__Given task__.
Return, without any change, the part of the records that opens with the line containing "Target: curved shoreline" and closes with the line containing "Target: fc barcelona crest", including both of those lines.

(Location identification items)

******************************

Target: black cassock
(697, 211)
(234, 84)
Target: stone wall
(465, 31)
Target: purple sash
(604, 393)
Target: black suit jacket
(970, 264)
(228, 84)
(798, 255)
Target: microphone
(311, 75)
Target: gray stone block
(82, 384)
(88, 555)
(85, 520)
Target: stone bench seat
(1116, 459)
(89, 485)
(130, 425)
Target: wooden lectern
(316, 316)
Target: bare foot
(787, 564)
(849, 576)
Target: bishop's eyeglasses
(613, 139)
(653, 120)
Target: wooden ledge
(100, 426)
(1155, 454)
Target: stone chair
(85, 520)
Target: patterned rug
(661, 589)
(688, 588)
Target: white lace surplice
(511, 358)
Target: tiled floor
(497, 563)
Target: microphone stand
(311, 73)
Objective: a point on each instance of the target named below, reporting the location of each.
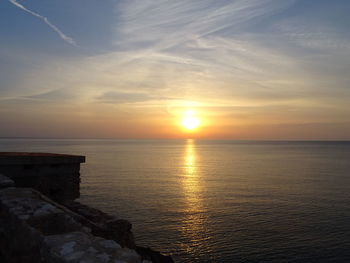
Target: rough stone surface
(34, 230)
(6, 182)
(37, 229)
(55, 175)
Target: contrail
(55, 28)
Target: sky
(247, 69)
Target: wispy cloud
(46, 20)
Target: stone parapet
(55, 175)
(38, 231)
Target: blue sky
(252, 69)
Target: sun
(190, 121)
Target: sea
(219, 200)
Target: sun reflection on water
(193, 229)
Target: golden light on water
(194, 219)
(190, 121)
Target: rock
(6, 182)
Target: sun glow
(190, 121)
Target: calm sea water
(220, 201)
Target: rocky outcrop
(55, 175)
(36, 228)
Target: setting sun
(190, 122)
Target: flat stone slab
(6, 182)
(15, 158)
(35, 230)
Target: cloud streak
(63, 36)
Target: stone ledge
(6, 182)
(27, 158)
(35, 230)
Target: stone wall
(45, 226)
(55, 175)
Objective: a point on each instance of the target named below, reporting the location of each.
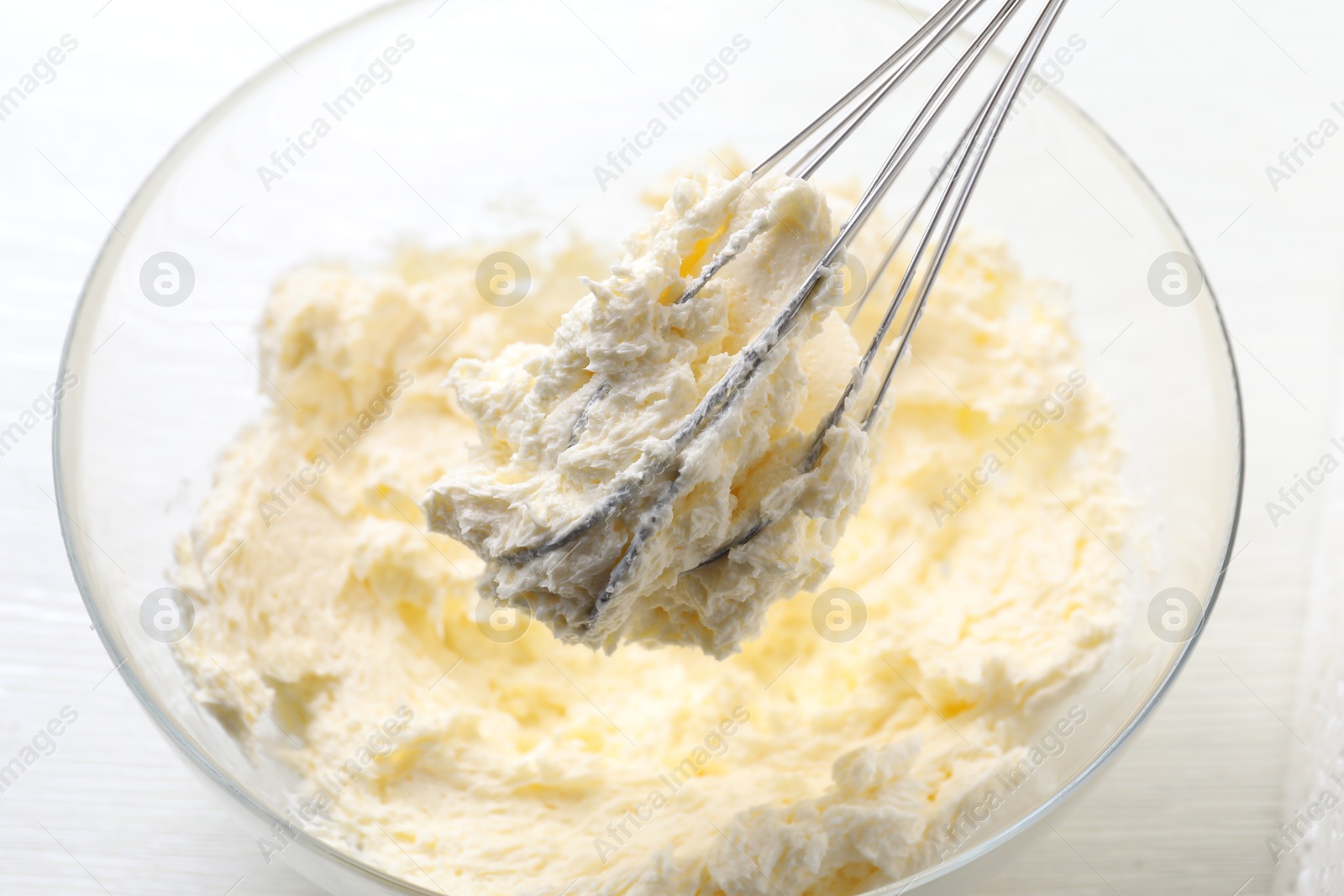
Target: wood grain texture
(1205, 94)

******************************

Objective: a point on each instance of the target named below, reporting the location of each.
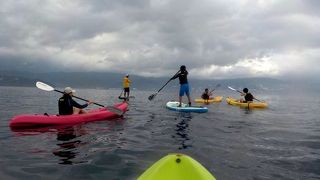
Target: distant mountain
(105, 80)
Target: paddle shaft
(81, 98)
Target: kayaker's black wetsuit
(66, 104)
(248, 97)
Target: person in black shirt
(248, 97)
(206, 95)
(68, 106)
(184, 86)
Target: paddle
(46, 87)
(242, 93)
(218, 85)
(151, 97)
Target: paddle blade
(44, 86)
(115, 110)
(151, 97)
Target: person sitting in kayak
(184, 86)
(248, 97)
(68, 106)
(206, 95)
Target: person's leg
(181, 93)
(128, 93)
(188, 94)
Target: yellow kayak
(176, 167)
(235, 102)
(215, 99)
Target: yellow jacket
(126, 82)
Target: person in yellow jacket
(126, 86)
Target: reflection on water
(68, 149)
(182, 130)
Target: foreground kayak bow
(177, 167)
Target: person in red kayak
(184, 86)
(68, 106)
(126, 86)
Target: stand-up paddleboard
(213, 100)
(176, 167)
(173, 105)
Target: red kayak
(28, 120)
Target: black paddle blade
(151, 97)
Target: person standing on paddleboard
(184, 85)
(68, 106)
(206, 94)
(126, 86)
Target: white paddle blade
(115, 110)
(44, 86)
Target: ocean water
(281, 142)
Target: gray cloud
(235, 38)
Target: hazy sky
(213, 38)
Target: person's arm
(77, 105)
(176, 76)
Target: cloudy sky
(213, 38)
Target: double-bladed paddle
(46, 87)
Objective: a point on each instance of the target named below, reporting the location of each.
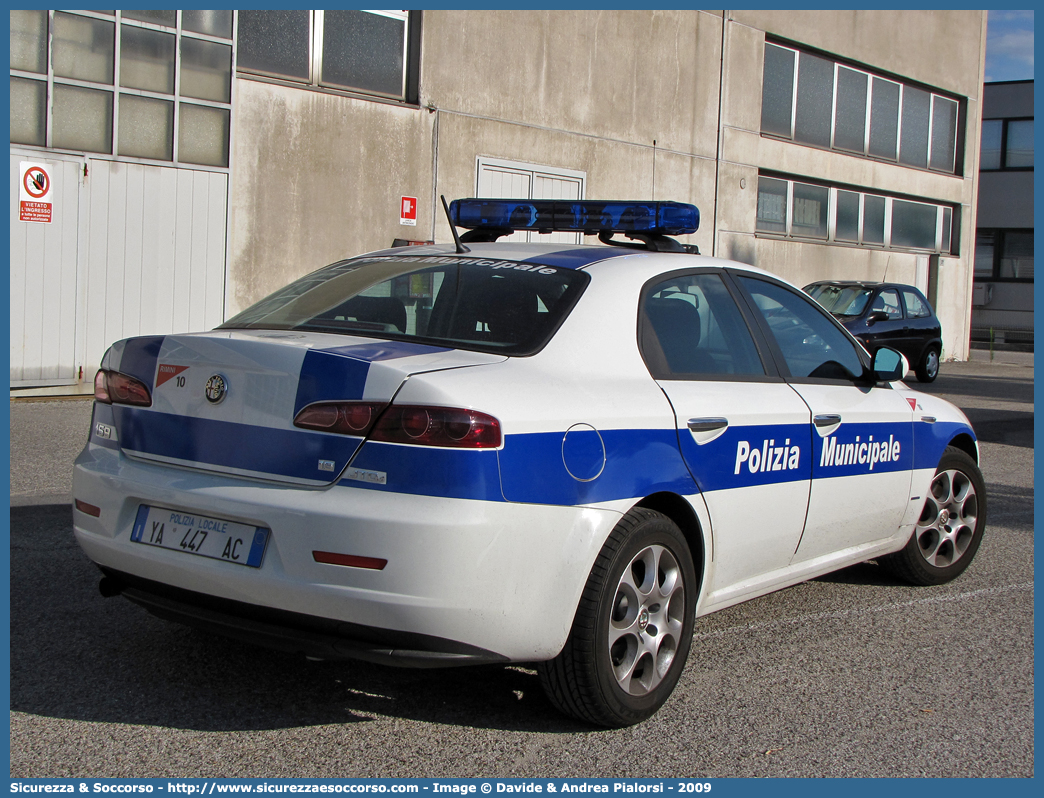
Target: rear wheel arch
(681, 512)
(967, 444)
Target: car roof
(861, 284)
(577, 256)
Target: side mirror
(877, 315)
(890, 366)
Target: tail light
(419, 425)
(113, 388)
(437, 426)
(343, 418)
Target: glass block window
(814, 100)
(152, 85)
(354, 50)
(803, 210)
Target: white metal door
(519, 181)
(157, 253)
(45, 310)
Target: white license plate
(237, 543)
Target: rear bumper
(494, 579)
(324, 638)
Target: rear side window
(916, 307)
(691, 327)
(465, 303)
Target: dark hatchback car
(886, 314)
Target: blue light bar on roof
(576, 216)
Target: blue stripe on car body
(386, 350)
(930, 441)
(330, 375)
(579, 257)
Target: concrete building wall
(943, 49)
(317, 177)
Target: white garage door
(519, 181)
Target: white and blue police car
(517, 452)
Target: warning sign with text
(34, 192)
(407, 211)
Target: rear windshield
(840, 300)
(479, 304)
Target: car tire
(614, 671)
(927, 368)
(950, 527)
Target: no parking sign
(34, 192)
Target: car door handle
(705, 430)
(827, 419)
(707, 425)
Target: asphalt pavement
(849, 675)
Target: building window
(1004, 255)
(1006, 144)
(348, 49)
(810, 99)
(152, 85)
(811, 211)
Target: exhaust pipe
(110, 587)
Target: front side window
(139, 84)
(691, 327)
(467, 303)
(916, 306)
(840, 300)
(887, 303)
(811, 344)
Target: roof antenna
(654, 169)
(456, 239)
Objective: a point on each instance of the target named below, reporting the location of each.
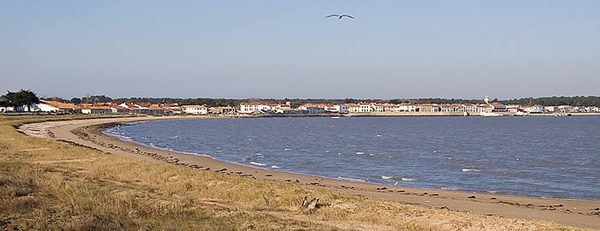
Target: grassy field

******************************

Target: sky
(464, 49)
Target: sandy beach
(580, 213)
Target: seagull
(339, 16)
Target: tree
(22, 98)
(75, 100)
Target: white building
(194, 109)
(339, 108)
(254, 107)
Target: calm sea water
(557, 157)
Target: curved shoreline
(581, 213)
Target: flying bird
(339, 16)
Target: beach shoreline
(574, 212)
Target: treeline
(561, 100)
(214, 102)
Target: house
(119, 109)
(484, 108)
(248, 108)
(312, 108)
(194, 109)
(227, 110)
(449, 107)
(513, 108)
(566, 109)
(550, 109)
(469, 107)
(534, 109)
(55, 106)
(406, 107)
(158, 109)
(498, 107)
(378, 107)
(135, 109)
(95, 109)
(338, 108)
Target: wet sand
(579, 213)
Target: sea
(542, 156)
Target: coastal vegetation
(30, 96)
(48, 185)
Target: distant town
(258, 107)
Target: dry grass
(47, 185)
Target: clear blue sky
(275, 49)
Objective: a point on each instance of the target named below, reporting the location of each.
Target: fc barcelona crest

******************************

__Exercise answer__.
Target: curved shoreline
(581, 213)
Target: flying bird
(339, 16)
Target: beach shoreline
(574, 212)
Target: treeline
(561, 100)
(214, 102)
Target: house
(119, 109)
(484, 108)
(248, 108)
(312, 108)
(194, 109)
(227, 110)
(449, 107)
(513, 108)
(566, 109)
(550, 109)
(469, 107)
(534, 109)
(55, 106)
(406, 107)
(158, 109)
(498, 107)
(378, 107)
(135, 109)
(95, 109)
(338, 108)
Target: wet sand
(579, 213)
Target: sea
(542, 156)
Target: coastal vegetation
(30, 96)
(48, 185)
Target: distant town
(258, 107)
Target: dry grass
(47, 185)
Target: clear blue sky
(275, 49)
Objective: a point on each instance of the target named below, reporting the location of each.
Target: fc barcelona crest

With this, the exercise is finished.